:: REQUIREMENTS ::
**1.** In two sentences, how would you summarize the piece on baseball loyalty?
**2.** Output the passage of the piece on baseball loyalty starting with "But then, maybe" and going on through "was reward enough.".
**3.** In the piece on baseball loyalty, what psychological term applies to people who stick by losing teams?

The Mets had been on a tear after playing dreadful baseball for months, winning 13 out of 15 and getting back into the playoff race. But that was then, and now they were in another losing streak. I emailed Donahoe about the latest swoon. He wrote back: “We were ascending towards mediocrity and collapsed back into a desultory debacle of lower division loserdom …You wouldn’t need a headline writer would you?”
Did any of this matter, though?
Two researchers from academia, Daniel C. Funk and Jeff James, have discovered a syndrome that they’ve named, “A Psychological Continuum Model.” This is an explanation of do-or-die loyalty to a group. Brooklyn Russian mobsters? MS-13? President Trump’s base? Me, a Mets fan? For those who stick by dog teams, there’s even a psychological term: “Basking in Reflected Failure.”
There’s a good book about loyalty titled “The Old Dispensation,” by John J. Clancy, and how it intersects with business. It’s a compelling look at the meaning of loyalty and how it’s changed over the years, circling back at times to the idea that loyalty was once viewed not as striking a bargain, but as a virtue, which, we all learned as children, is its own reward.
He also slyly quotes Ambrose Bierce’s definition of fidelity as a “virtue peculiar to those who are about to be betrayed.”
But then, maybe it’s loyalty to the sport, and not just a team.
The other evening on the North Fork, I stopped and watched a couple of innings of a pickup game. The crowd consisted of a few geezers like me, guys off work from the fields splitting a six pack, and the brothers and sisters of the boys on the diamond. We didn’t care about wins, losses or poor play. We were too busy watching the young lefthander’s motion on the mound, the crouch of the third baseman — on his toes with each pitch — and listening to the chatter buzzing around the infield.
The beauty of the summer game was reward enough.

:: LISTING ::
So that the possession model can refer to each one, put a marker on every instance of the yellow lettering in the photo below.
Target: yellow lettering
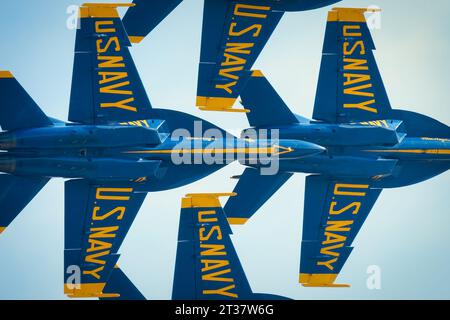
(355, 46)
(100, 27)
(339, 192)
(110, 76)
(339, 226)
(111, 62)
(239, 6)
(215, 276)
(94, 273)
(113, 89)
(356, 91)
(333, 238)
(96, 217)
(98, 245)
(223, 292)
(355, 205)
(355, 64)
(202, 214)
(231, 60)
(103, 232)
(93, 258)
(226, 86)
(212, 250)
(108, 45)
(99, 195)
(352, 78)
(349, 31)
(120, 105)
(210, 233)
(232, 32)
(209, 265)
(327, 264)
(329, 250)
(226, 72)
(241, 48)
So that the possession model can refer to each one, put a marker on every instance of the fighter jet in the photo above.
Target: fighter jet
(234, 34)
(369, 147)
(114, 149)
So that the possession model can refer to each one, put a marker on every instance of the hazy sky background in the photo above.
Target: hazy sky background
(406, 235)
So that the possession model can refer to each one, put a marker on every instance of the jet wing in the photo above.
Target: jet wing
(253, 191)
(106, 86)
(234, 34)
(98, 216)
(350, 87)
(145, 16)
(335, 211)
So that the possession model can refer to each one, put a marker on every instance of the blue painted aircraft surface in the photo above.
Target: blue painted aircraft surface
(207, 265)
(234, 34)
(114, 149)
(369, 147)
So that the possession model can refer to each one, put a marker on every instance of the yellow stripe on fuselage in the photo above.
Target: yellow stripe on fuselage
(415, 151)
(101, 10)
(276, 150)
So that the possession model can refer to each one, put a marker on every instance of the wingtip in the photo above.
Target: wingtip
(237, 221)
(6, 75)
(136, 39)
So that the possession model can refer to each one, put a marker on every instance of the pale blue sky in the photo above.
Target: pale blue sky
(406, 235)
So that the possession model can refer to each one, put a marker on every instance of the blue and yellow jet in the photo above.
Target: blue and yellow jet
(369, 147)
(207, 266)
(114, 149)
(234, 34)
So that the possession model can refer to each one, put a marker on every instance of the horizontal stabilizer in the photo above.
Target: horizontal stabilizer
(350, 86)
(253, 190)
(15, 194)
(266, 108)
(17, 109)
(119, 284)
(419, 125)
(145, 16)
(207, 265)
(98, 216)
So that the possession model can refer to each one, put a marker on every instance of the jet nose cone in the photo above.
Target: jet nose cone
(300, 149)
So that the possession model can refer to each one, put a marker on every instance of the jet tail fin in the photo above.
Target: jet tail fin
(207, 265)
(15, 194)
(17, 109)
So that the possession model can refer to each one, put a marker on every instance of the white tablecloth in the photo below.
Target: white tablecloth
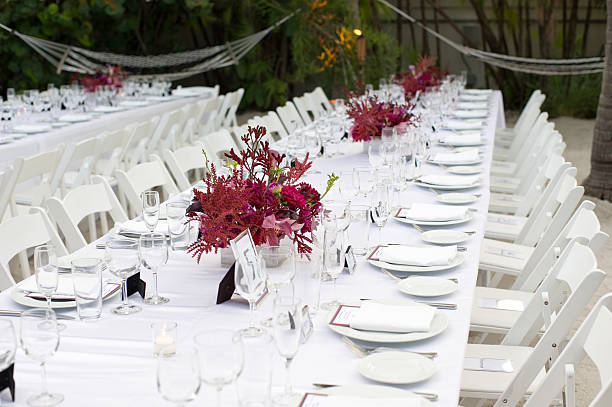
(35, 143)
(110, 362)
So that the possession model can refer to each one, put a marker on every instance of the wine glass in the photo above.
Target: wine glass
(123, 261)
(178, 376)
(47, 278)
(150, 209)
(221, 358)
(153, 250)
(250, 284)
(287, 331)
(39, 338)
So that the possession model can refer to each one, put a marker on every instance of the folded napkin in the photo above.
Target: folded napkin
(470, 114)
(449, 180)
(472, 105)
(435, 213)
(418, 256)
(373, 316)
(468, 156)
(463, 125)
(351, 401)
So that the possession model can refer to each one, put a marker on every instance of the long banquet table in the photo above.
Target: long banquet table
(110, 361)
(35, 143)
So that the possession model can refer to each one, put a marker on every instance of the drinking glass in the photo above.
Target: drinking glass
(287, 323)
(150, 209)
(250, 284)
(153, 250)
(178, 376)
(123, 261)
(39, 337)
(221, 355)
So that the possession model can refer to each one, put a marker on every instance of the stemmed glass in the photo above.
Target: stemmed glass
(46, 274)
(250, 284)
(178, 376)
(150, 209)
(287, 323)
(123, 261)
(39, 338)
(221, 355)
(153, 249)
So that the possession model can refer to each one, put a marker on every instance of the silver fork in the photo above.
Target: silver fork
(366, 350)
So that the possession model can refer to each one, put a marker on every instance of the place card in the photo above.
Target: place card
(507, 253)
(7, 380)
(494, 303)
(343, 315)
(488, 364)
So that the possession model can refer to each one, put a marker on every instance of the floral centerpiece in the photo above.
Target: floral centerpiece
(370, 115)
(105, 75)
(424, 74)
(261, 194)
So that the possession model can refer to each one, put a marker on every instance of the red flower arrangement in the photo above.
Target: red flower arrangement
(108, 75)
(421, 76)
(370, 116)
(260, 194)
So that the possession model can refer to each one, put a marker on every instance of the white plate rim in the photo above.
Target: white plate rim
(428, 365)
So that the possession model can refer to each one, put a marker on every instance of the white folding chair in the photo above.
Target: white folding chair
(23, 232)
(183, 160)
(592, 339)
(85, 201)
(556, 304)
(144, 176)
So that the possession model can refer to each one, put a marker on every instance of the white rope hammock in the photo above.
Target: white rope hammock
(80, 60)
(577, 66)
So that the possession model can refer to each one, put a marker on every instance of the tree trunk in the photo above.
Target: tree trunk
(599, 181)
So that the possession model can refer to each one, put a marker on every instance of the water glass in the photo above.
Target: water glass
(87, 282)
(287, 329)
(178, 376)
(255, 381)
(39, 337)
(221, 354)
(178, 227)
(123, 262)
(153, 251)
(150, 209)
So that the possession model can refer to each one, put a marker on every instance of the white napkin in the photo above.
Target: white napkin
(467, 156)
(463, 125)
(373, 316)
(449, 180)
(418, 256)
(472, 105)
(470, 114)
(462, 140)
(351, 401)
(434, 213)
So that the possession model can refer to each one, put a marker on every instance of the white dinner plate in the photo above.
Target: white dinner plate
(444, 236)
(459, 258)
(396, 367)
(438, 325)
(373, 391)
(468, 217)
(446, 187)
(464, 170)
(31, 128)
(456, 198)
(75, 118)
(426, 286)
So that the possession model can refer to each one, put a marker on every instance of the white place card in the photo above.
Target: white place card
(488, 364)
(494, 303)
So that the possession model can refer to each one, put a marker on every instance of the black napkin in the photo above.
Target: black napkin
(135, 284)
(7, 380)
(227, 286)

:: SOLUTIONS ::
**1.** After a run of 13 wins in 15 games put them back in the playoff race, the Mets fell into another losing streak, and the writer turns to ideas about loyalty, including a "Psychological Continuum Model," the term "Basking in Reflected Failure," and a book titled "The Old Dispensation." Watching a pickup game on the North Fork, the writer suggests the loyalty may be to the sport rather than a team, since the beauty of the summer game was reward enough.

**2.**
But then, maybe it’s loyalty to the sport, and not just a team.
The other evening on the North Fork, I stopped and watched a couple of innings of a pickup game. The crowd consisted of a few geezers like me, guys off work from the fields splitting a six pack, and the brothers and sisters of the boys on the diamond. We didn’t care about wins, losses or poor play. We were too busy watching the young lefthander’s motion on the mound, the crouch of the third baseman — on his toes with each pitch — and listening to the chatter buzzing around the infield.
The beauty of the summer game was reward enough.

**3.** "Basking in Reflected Failure."